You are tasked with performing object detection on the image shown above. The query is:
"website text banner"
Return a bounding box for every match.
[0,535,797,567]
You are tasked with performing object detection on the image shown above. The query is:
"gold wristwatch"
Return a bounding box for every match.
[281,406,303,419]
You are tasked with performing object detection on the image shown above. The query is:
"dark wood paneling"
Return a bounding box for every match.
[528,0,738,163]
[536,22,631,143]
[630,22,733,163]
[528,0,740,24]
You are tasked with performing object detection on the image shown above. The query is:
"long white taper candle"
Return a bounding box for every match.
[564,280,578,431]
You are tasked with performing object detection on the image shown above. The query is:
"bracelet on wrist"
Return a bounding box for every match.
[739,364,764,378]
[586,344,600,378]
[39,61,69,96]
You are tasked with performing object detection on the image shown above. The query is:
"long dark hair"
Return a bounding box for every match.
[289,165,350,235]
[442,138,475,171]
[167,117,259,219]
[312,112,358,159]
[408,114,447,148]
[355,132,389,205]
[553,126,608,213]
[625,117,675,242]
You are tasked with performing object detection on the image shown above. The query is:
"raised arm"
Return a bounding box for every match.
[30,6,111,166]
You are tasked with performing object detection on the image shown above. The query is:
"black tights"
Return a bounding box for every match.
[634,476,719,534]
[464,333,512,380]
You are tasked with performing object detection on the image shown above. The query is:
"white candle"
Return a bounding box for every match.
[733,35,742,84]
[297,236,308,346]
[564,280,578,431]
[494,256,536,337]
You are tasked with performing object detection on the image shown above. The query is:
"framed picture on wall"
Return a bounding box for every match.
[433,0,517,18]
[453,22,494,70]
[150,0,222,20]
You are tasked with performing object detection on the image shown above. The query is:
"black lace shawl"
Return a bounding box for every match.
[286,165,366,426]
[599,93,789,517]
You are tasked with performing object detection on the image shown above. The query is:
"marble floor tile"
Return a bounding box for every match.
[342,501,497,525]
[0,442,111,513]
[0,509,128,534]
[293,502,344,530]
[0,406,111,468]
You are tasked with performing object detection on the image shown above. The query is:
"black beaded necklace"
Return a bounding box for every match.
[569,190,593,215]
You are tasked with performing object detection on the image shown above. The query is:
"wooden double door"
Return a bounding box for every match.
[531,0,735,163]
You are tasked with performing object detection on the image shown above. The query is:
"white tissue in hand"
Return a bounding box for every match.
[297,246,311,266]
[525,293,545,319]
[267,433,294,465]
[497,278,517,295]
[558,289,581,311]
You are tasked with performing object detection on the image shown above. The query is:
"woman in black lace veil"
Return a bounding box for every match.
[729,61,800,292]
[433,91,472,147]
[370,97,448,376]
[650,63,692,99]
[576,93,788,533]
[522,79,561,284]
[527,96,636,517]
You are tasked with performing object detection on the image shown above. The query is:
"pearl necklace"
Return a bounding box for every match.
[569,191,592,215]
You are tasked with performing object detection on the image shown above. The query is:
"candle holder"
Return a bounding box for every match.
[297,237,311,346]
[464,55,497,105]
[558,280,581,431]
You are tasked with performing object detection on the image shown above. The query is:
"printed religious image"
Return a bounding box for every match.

-=-=-

### [TASK INSTRUCTIONS]
Can you put all of the material above into a numbered list, one line per item, with blank lines left out?

### [ANSWER TO THIS EXERCISE]
1. You are tasked with performing object detection on the image shown above. The query is:
2. "website text banner"
3. Return a bounding box for every match.
4. [0,535,797,567]
5. You are tasked with performing object detection on the image shown above. The query is:
6. "gold wristwatch"
7. Return a bounding box for every match.
8. [281,406,303,419]
9. You are tasked with performing object detection on the image shown above. The query is:
10. "dark wood paneling"
11. Return a bounding box for every match.
12. [528,0,738,163]
13. [536,22,631,143]
14. [630,22,733,163]
15. [528,0,740,24]
16. You are tasked with performing object detection on the image shown above. The query is:
17. "long white taper candle"
18. Return a bounding box for every match.
19. [564,280,578,431]
20. You are tasked with performing object detection on the image shown above. The query is:
21. "bracelet on wrist"
22. Return a bounding box for every match.
23. [739,364,764,378]
24. [586,344,600,378]
25. [39,61,69,96]
26. You are tasked with performing object detection on the image shown above. The query is:
27. "long dark hair"
28. Return a bounding box for every match.
29. [289,165,350,235]
30. [442,138,475,171]
31. [167,117,259,219]
32. [312,112,358,159]
33. [408,114,447,148]
34. [355,132,389,205]
35. [553,126,608,213]
36. [625,117,675,242]
37. You are tasked with performing object detection on the image shown above. The query is:
38. "raised arm"
39. Return a bounding box for every match.
40. [30,6,111,166]
41. You are tasked with performing object detection on the image shown above. The query is:
42. "black tights"
43. Return a bounding box for every match.
44. [634,476,719,534]
45. [464,333,512,380]
46. You are tasked with performing object detection on the image shown above. The query is:
47. "white candle"
48. Return a bounding box for every match.
49. [733,35,742,84]
50. [297,236,308,346]
51. [564,280,578,431]
52. [494,256,536,337]
53. You are tasked with performing object detection on the image shown above. The query is:
54. "framed picture on wall"
55. Return a bounding box for every match.
56. [433,0,517,18]
57. [453,22,494,70]
58. [150,0,222,20]
59. You are tasked with performing object detection on the image shown above. The query is:
60. "black lace shawl"
61. Return a bounding box for every match.
62. [286,165,366,426]
63. [599,93,789,517]
64. You are tasked with performing object detection on the image shown above. The query is:
65. "marble floor tile"
66. Return a bounding box for every match.
67. [342,501,497,525]
68. [0,442,111,513]
69. [0,509,128,534]
70. [293,502,344,530]
71. [0,406,111,468]
72. You are tasked with performing object detection on the image shown above. The query is:
73. "black beaded necklace"
74. Return a bounding box for every match.
75. [569,190,593,215]
76. You are tasked with performing object detection on the image shown above. The query is:
77. "wooden double door"
78. Return a bounding box for every match.
79. [531,0,735,163]
80. You are tasked with performing object detection on the image shown above. The query is:
81. "white tissue in hand"
82. Return a bounding box for every match.
83. [297,246,311,266]
84. [525,293,545,319]
85. [267,433,294,465]
86. [497,278,517,295]
87. [558,289,581,311]
88. You are tasked with performing object detection on the image shown above. The query is:
89. "woman in black lace veil"
90. Return a bounding box for every match.
91. [729,61,800,292]
92. [433,91,472,147]
93. [370,97,448,376]
94. [650,63,692,99]
95. [576,93,788,533]
96. [522,79,561,284]
97. [527,96,636,517]
98. You are tasked with performing object detection on the image shown above. The query is:
99. "pearl necklace"
100. Return a bounding box for every match.
101. [569,191,592,215]
102. You are tasked with performing object detection on the image shown above. The query is:
103. "candle holder"
104. Return a bounding box for every match.
105. [297,237,311,346]
106. [464,55,497,105]
107. [558,280,581,431]
108. You are tasked with performing object detection on the image shown above. The query is:
109. "printed religious image"
110. Return a bounding box for every match.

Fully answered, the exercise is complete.